* [Aufgabenziel]:
Gib die folgenden Daten erneut aus und tausche dabei überall „picture's border“ gegen „image's edge“ aus. Alles andere bleibt unverändert.

[Zeigedaten zu benannten Objekten]
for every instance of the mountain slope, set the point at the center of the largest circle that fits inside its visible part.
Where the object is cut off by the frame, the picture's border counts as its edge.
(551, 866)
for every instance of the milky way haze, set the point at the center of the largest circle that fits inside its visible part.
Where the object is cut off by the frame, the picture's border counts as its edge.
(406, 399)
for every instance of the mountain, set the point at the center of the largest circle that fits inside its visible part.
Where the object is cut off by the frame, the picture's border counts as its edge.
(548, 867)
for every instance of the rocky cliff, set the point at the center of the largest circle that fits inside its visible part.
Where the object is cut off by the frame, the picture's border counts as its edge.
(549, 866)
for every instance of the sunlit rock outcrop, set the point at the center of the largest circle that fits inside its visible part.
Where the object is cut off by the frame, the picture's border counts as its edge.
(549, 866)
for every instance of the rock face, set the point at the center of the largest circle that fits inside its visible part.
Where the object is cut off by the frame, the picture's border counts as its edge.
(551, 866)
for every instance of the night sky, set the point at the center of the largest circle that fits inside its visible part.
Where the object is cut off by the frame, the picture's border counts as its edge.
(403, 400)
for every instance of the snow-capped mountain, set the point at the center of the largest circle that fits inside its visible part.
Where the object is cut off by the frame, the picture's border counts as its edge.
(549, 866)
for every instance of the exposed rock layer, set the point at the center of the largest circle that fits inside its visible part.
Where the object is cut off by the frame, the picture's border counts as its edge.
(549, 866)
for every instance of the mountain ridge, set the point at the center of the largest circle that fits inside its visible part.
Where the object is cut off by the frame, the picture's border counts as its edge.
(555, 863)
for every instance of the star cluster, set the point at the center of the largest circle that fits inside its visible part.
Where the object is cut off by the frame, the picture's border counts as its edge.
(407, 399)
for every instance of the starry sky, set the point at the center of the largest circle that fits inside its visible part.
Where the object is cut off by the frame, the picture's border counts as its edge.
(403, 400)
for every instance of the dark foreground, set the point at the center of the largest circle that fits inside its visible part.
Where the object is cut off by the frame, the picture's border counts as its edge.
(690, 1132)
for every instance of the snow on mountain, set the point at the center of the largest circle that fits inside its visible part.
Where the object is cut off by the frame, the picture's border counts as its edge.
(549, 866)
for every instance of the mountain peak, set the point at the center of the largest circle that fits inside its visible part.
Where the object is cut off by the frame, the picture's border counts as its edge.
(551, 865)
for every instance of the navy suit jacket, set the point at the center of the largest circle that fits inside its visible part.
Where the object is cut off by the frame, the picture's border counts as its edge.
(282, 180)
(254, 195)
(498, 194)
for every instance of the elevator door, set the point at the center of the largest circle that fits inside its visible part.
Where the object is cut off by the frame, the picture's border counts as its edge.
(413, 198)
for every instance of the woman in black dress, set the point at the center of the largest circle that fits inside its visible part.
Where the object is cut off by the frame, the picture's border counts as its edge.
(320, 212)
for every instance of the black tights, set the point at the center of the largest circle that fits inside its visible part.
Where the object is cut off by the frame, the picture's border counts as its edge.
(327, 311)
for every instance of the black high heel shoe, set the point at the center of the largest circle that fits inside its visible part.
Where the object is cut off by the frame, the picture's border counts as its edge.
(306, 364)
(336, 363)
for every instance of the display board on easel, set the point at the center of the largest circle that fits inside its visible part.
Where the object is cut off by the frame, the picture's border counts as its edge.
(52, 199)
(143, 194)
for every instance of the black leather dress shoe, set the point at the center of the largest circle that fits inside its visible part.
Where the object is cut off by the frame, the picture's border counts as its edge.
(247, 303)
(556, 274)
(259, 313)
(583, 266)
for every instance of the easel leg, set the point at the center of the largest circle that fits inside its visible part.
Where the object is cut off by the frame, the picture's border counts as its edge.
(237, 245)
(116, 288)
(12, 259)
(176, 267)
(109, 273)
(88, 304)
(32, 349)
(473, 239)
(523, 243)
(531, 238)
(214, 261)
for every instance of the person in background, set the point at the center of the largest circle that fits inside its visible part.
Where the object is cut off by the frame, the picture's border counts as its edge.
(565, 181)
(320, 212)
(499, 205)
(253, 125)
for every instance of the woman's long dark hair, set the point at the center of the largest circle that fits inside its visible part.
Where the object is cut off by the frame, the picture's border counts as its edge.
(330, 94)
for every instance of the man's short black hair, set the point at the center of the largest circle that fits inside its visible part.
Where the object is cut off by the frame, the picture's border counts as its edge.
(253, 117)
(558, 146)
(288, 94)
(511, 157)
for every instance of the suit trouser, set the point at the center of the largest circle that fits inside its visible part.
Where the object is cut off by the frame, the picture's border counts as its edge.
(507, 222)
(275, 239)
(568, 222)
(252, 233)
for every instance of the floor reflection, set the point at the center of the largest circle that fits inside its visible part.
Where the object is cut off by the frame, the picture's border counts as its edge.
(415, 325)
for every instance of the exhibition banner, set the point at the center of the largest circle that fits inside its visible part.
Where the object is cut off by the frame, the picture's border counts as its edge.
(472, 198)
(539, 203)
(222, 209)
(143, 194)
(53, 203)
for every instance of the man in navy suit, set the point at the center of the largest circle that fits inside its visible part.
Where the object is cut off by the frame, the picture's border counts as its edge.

* [Lösung der Aufgabe]:
for every instance of the mountain slope, set the point at the center of the largest circle that fits inside its visible part.
Where the object is cut off by the frame, the image's edge counts as its edge.
(551, 866)
for every instance of the milky way haze, set the point at the center of the largest circle that fits inside its visible part.
Where the object is cut off by the frame, the image's edge counts as its edge.
(406, 399)
for every instance of the mountain, set the point at the center of the largest circle that fits inside its visible part.
Where the object is cut off by the frame, the image's edge counts as its edge.
(548, 867)
for every instance of the rocky cliff, set the point at the center of the largest circle that fits inside its visible part.
Where the object is cut off by the frame, the image's edge counts as its edge.
(549, 866)
for every instance of the sunlit rock outcrop, set the point at the center of the largest circle that fits inside its visible part.
Where the object is cut off by the frame, the image's edge counts as its edge.
(549, 866)
for every instance of the rock face, set the point at the center of the largest circle that fits inside its visible part.
Where the object is cut off by the frame, the image's edge counts as its edge.
(551, 866)
for every instance of the night sky, set the point at the center of the largest circle that fits inside its visible part.
Where the object is cut off by the frame, the image's edge counts as its edge.
(403, 400)
for every instance of the snow-capped mountain, set the point at the center of the largest circle that fits inside its visible part.
Where the object is cut off by the frame, the image's edge counts as its edge.
(549, 866)
for every instance of the exposed rock layer, set the point at the center of the largest circle that fits inside its visible part.
Where the object is cut off by the frame, the image's edge counts as its edge.
(549, 866)
for every instance of the mountain ridge, set the point at the center of the largest circle that fits inside its visible part.
Where the object is cut off by the frame, the image's edge counts as its edge.
(555, 863)
for every instance of the star cluster, set the point at the center of the largest circle that fits inside its visible part.
Where the object is cut off by the frame, the image's edge counts as its edge.
(407, 399)
for every instance of the starry sky, set the point at the center of the largest circle that fits inside its visible part.
Where the object is cut off by the frame, the image's edge counts as its edge.
(403, 400)
for every instance of the dark foreground, set the point at the center of the largest circle that fits inside its visible part.
Where the object is cut off by the frame, the image's edge counts as its edge.
(690, 1132)
for every instance of the snow on mountain, set the point at the center of the largest circle that fits inside its visible part.
Where the object is cut off by the frame, the image's edge counts as its edge.
(549, 866)
for every instance of the mountain peak, set the point at the center of the largest circle that fits inside its visible part.
Where the object is cut off by the frame, the image's edge counts as its edge.
(551, 865)
for every instance of the navy suit jacket, set the point at the center of the largest circle that fits inside its visible part.
Where the object is cut off by the frame, the image's edge counts as its edge.
(282, 180)
(254, 195)
(498, 194)
for every instance of the elevator door, set the point at the center of the largest circle that fits inside its visible part.
Where the object is cut off by the frame, the image's edge counts as its edge.
(413, 198)
for every instance of the woman in black dress, set the point at the center of the largest circle that fits inside its visible part.
Where the object is cut off by the frame, the image's edge counts as its edge.
(320, 212)
for every instance of the black tights, set the point at the center of the largest circle that fits inside its visible part.
Where the object is cut off by the frame, the image's edge counts as its edge.
(327, 311)
for every instance of the black high heel shoe, set the point at the center of the largest circle that fits inside its visible part.
Where the object is cut off by the frame, the image's edge counts as its edge.
(306, 364)
(336, 363)
for every instance of the display board on easel, set the point at the center of the largest circle that fits inside its visible part.
Where the object is cut off by the frame, the image's edge counts as its edge.
(52, 199)
(143, 194)
for every instance of the black leather dress shoe, set the point at the center of the largest circle that fits inside its visible part.
Where the object is cut off by the frame, the image's edge counts as its edge.
(247, 303)
(556, 274)
(259, 313)
(583, 266)
for every instance of the easel leg, set the point at the center of the largest circle that fits inside its visible part.
Where the object is cut off by the frame, the image's edge counts as its edge.
(237, 245)
(116, 288)
(12, 259)
(176, 267)
(109, 273)
(88, 304)
(32, 349)
(473, 239)
(523, 243)
(531, 238)
(214, 261)
for every instance of the person in background, set the point at the center of the largest circle that fits inside its visible part.
Where the object is cut off by the frame, the image's edge counts as its edge.
(565, 181)
(320, 212)
(499, 205)
(253, 125)
for every instance of the woman's long dark hair, set the point at the center of the largest circle that fits inside its visible part.
Where the object is cut off by the frame, the image's edge counts as its edge.
(330, 94)
for every instance of the man's short black hair, set the point at the center of the largest circle that fits inside its visible part.
Where the object is cut off by the frame, the image's edge counts as its edge.
(253, 117)
(558, 146)
(288, 94)
(511, 157)
for every instance of the suit trouser, set the point at the center of the largest circle that fits inside its visible part.
Where the object is cut off by the frame, the image's edge counts as its edge.
(507, 222)
(275, 239)
(568, 222)
(252, 233)
for every instance of the floor reflection, set the point at the center of the largest circle that fits inside its visible part.
Where the object is cut off by the frame, the image's edge counts as its edge.
(415, 325)
for every instance of the exhibition banner, set the point at the center of the largest circle that fits inside its visible part.
Where the object is cut off by the frame, the image's edge counts as its edge.
(472, 198)
(539, 203)
(222, 209)
(143, 194)
(53, 203)
for every instance of the man in navy suit, set the point at the center of the largest circle that fits inside its visible part.
Where the object is cut off by the frame, the image's edge counts as its edge.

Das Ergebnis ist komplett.